— Start Records shown —
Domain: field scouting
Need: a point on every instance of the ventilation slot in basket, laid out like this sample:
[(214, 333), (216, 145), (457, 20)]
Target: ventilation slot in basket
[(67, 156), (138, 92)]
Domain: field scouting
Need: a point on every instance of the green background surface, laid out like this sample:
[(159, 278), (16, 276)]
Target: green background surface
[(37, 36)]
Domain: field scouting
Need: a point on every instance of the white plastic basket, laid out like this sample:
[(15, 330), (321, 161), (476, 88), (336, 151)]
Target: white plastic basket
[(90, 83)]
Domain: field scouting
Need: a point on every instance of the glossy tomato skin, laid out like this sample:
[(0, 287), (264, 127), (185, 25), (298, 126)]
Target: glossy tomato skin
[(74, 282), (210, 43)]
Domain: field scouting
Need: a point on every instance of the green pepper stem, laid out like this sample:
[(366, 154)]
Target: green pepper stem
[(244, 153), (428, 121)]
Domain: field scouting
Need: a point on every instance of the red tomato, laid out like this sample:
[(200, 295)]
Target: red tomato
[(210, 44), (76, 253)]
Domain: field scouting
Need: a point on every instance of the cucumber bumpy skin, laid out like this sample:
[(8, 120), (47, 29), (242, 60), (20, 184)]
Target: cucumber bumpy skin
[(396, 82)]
— End Records shown —
• [The task]: Copy out every one of the items above, line for line, without any changes.

• [Solution for this problem]:
Domain: field scouting
Need: a point on every instance of the ventilation slot in basket, laid out like this sample:
[(214, 333), (216, 145), (457, 20)]
Target: ventilation slot in basket
[(67, 156), (138, 92)]
Domain: field scouting
Need: a point on every instance of the green background surface, laid out like this sample:
[(159, 278), (16, 276)]
Target: green background surface
[(37, 36)]
Domain: field scouting
Need: a point on every instance of the white plastic basket, laid out like this sample:
[(15, 330), (321, 161), (476, 88), (336, 151)]
Target: white plastic basket
[(90, 83)]
Domain: field scouting
Need: a point on every instance of the glossy tomato skin, laid out like this sample:
[(0, 287), (264, 127), (185, 25), (298, 126)]
Target: glossy tomato skin
[(74, 282), (210, 43)]
Domain: field scouting
Need: a point on every instance of the green pepper stem, laid out like this sample:
[(366, 154)]
Target: green pepper stem
[(244, 153), (428, 121)]
Domain: field scouting
Need: a point on every instance of the red tomato, laid out like this sample:
[(200, 295)]
Target: red tomato
[(210, 44), (76, 253)]
Domain: field scouting
Need: a point on every instance of the cucumber bumpy skin, laid out like this sample:
[(8, 120), (47, 29), (242, 60), (20, 184)]
Target: cucumber bumpy skin
[(396, 82)]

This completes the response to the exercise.